• _PROVIDED MATERIAL_:

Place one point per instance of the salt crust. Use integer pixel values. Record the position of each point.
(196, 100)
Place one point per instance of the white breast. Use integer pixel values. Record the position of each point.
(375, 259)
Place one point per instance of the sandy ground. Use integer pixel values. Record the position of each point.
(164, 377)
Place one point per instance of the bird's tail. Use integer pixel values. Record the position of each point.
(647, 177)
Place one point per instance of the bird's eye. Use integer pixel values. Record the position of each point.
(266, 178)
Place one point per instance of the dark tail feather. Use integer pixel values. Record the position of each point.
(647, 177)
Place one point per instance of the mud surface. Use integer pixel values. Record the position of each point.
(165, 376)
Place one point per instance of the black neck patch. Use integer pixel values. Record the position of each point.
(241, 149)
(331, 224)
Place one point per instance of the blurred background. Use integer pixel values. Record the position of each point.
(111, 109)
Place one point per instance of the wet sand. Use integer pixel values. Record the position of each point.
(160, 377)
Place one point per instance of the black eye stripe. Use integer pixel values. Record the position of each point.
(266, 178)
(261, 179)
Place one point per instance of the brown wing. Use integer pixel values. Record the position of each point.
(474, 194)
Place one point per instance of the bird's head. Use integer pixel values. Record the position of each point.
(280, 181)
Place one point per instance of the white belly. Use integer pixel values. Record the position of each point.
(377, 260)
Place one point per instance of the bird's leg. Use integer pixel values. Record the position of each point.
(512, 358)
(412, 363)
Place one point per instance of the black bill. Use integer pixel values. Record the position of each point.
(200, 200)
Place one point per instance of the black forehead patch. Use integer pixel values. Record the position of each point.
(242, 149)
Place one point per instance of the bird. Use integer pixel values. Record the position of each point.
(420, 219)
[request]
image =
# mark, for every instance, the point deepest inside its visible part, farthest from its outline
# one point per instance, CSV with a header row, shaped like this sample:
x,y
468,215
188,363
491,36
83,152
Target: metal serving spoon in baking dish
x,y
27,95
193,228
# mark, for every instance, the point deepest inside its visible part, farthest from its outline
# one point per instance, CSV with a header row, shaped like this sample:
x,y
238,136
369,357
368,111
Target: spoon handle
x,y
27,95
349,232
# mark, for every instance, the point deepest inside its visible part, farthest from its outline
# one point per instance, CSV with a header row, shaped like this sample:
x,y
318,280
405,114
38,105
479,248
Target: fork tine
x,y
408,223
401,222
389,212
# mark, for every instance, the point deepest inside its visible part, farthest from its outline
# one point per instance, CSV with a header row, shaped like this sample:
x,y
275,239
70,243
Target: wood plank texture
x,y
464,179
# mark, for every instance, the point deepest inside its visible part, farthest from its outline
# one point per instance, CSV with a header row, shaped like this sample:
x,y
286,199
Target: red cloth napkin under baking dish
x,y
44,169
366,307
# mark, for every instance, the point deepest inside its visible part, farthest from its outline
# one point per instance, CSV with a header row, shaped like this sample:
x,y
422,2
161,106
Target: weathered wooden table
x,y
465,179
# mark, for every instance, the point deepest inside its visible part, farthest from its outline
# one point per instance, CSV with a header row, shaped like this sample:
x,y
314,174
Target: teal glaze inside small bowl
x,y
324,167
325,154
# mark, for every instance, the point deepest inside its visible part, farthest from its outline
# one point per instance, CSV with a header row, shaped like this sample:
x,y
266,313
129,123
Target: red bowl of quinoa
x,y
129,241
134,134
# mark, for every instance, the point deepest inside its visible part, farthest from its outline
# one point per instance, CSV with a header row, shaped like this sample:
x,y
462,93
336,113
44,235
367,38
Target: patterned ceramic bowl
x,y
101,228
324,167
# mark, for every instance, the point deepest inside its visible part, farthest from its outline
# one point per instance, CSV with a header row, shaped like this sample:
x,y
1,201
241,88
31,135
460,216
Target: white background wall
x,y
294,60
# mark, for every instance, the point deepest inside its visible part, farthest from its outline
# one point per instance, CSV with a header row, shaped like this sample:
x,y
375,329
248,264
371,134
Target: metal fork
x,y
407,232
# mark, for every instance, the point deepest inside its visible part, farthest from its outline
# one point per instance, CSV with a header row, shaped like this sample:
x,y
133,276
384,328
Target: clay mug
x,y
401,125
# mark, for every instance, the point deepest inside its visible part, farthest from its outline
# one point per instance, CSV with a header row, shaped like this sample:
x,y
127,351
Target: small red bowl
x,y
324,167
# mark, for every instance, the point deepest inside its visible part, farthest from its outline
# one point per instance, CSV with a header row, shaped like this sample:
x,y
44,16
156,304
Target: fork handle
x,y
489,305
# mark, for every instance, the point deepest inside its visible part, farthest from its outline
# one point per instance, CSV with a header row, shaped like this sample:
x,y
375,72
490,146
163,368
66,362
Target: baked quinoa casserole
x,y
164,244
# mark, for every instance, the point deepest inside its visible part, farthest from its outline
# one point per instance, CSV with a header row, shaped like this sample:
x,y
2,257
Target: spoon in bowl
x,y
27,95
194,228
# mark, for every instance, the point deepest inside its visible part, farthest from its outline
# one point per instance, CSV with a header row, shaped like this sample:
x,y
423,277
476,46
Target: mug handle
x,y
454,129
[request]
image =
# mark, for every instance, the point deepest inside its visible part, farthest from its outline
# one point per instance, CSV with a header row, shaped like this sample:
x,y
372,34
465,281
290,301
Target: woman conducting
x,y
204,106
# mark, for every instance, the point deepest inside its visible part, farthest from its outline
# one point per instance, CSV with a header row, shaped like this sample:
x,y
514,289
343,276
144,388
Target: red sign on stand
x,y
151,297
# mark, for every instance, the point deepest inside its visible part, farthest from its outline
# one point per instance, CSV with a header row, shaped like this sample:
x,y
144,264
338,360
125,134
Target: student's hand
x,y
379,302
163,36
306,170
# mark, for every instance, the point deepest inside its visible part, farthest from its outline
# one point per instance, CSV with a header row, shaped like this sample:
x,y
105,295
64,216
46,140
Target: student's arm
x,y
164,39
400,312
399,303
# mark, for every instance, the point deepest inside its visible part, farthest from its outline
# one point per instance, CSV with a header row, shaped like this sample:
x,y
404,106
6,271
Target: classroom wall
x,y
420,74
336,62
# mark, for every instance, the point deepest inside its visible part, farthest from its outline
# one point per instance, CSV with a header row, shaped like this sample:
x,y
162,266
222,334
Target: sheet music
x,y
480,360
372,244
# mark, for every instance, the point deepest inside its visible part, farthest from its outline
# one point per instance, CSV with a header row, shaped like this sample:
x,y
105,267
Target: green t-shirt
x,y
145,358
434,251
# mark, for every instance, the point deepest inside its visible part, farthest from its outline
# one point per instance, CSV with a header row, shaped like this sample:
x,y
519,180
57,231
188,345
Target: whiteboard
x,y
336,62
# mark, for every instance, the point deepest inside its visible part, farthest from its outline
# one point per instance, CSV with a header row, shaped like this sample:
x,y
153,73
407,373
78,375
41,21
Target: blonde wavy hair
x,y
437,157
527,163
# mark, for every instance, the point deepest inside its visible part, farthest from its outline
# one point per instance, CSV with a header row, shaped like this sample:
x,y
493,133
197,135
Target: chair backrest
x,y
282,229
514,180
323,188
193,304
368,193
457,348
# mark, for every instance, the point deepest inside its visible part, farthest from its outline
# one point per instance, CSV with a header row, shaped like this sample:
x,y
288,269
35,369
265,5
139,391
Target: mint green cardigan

• _TASK DIRECTIONS_:
Word for word, set down all the lines above.

• _ANSWER SPACE_:
Place one point per instance of the salt crust. Use integer pixel values. Record the position of each point.
(196, 100)
Place one point per instance of the white breast. Use integer pixel values. Record the position of each point.
(375, 259)
Place one point per instance of the sandy ground. Use integer pixel values. Record the position of each point.
(164, 377)
Place one point per instance of the bird's tail. Use integer pixel values. Record the position of each point.
(647, 177)
Place one point per instance of the bird's eye. Use integer pixel values. Record the position of each point.
(266, 178)
Place one point per instance of the dark tail feather. Use integer pixel values. Record the position of each point.
(647, 177)
Place one point per instance of the mud surface. Use integer pixel values. Record the position of each point.
(165, 376)
Place one point per instance of the black neck patch. Use integer pixel values. Record the position of each point.
(241, 149)
(331, 224)
Place one point per instance of the blurred background. Use integer pixel values. Record the position of each point.
(111, 109)
Place one point per instance of the wet sand. Use integer pixel values. Record the position of each point.
(160, 377)
Place one point per instance of the black eye stripe. Use integer pixel values. Record the position of each point.
(266, 178)
(261, 179)
Place one point per instance of the brown wing. Use integer pixel values. Record the position of each point.
(474, 194)
Place one point per instance of the bird's head. Use integer pixel values. Record the position of each point.
(280, 181)
Place one point per instance of the white belly. Use integer pixel values. Record the position of each point.
(377, 260)
Place one point per instance of the bird's leg. Use integer pixel values. Record the position of each point.
(512, 358)
(412, 363)
Place one point per instance of the black bill. Use integer pixel values. Record the position of each point.
(200, 200)
Place one point per instance of the black forehead patch. Use integer pixel values. Record the position of each point.
(242, 149)
Place one point per instance of the bird. Use integer pixel values. Record the position of each point.
(420, 219)
[request]
image =
# mark, for every instance, the point deepest inside its visible part, farthest from its outline
# one point per instance, CSV with a header row, shaped like this sample:
x,y
468,215
188,363
491,36
83,152
Target: metal serving spoon in baking dish
x,y
27,95
193,228
# mark, for every instance, the point deepest inside its visible part, farthest from its outline
# one point per instance, CSV with a header row, shaped like this sample:
x,y
238,136
369,357
368,111
Target: spoon handle
x,y
27,95
349,232
# mark, for every instance, the point deepest inside its visible part, farthest from its outline
# one point per instance, CSV with a header row, shaped like this sample:
x,y
318,280
405,114
38,105
479,248
Target: fork tine
x,y
408,223
401,222
389,212
# mark, for every instance, the point deepest inside its visible part, farthest from its outline
# one point per instance, CSV with a header row, shaped like this sample:
x,y
275,239
70,243
Target: wood plank texture
x,y
464,179
# mark, for every instance, the point deepest inside its visible part, farthest from its outline
# one point per instance, CSV with a header row, shaped like this sample:
x,y
286,199
Target: red cloth napkin under baking dish
x,y
44,169
366,307
# mark, for every instance, the point deepest inside its visible part, farthest from its outline
# one point per instance, CSV with a header row, shaped like this sample:
x,y
422,2
161,106
Target: weathered wooden table
x,y
465,179
# mark, for every instance, the point deepest inside its visible part, farthest from its outline
# one point per instance, CSV with a header row, shaped like this sample:
x,y
314,174
Target: teal glaze inside small bowl
x,y
324,167
325,154
# mark, for every instance, the point deepest inside its visible part, farthest from its outline
# one point per instance, CSV with a header row, shaped like this sample:
x,y
266,313
129,123
Target: red bowl of quinoa
x,y
129,241
134,134
# mark, for every instance, the point deepest inside its visible part, farthest from its outline
# one point per instance, CSV with a header row, shaped like this sample:
x,y
462,93
336,113
44,235
367,38
Target: patterned ceramic bowl
x,y
101,228
324,167
# mark, for every instance, the point deepest inside its visible part, farthest from its outline
# one point per instance, CSV with a header row, shaped like this sample:
x,y
1,201
241,88
31,135
460,216
Target: white background wall
x,y
294,60
# mark, for every instance, the point deepest inside its visible part, farthest from its outline
# one point per instance, CSV with a header row, shaped like this sample:
x,y
375,329
248,264
371,134
Target: metal fork
x,y
407,232
# mark, for every instance, the point deepest inside its visible part, farthest from its outline
# one point per instance, CSV with a header row, shaped like this sample:
x,y
133,276
384,328
Target: clay mug
x,y
401,125
# mark, for every instance, the point deepest inside its visible part, farthest from its outline
# one point per instance, CSV with a header row, shaped like this sample:
x,y
127,351
Target: small red bowl
x,y
324,167
# mark, for every instance, the point deepest inside its visible part, farthest from its outline
# one point per instance, CSV with a header row, shaped like this sample:
x,y
44,16
156,304
Target: fork handle
x,y
489,305
# mark, for every instance, the point deepest inside its visible part, farthest from its outline
# one point per instance, CSV with a header row, shaped like this sample:
x,y
375,72
490,146
163,368
66,362
Target: baked quinoa casserole
x,y
164,244
# mark, for every instance, the point deepest inside its visible part, farthest from its outline
# one point per instance, CSV with a header row, shaped like this sample:
x,y
2,257
Target: spoon in bowl
x,y
27,95
194,228
# mark, for every instance, the point deepest inside its visible part, farthest from its outline
# one point per instance, CSV with a header row, shaped like this sample:
x,y
423,277
476,46
Target: mug handle
x,y
454,129
[request]
image =
# mark, for every instance, the point deepest inside its visible part, farthest from its outline
# one point per instance, CSV with a header row, shaped like this sample:
x,y
372,34
465,281
290,301
Target: woman conducting
x,y
204,106
# mark, for every instance, the point deepest inside its visible part, farthest from its outline
# one point per instance, CSV with a header row, shaped like this sample:
x,y
514,289
343,276
144,388
Target: red sign on stand
x,y
151,297
# mark, for every instance, the point deepest inside its visible part, farthest from its outline
# one point per instance, CSV with a header row, shaped like this sample:
x,y
144,264
338,360
125,134
Target: student's hand
x,y
379,302
163,36
306,170
# mark, for every instance, the point deepest inside its visible part, farthest from its outline
# one point per instance, CSV with a header row, shaped like this sample:
x,y
105,295
64,216
46,140
Target: student's arm
x,y
164,39
400,312
399,303
# mark, for every instance, the point deepest inside its visible part, farthest from its outline
# one point per instance, CSV with a header row, shaped like this sample:
x,y
404,106
6,271
Target: classroom wall
x,y
420,74
336,62
# mark, for every instance, the point deepest inside its visible part, farthest from its outline
# one point per instance, CSV with a header row, shaped like this sample:
x,y
162,266
222,334
Target: sheet music
x,y
480,360
372,244
# mark, for every instance, the point deepest inside its visible part, farthest from its outline
# one point per instance, CSV with a header row, shaped like this sample:
x,y
105,267
Target: green t-shirt
x,y
145,358
434,251
# mark, for every instance, the point deepest inside its visible part, farthest from its outline
# one point per instance, CSV with a header row, shaped like this sample:
x,y
519,180
57,231
188,345
Target: whiteboard
x,y
336,62
# mark, for every instance, the point deepest inside its visible part, farthest from its outline
# one point per instance, CSV with a header row, shaped like this sample:
x,y
153,73
407,373
78,375
41,21
Target: blonde wavy hair
x,y
437,157
527,163
# mark, for every instance, the point deepest inside its visible part, farthest from its outline
# one point per instance, CSV with a header row, shaped like this sample:
x,y
493,133
197,135
Target: chair backrest
x,y
282,229
514,180
323,188
193,304
368,193
457,348
# mark, for every instance, the point deepest inside its visible part, farthest from its outline
# one point per instance, CSV with a header row, shaped like this sample:
x,y
288,269
35,369
265,5
139,391
Target: mint green cardigan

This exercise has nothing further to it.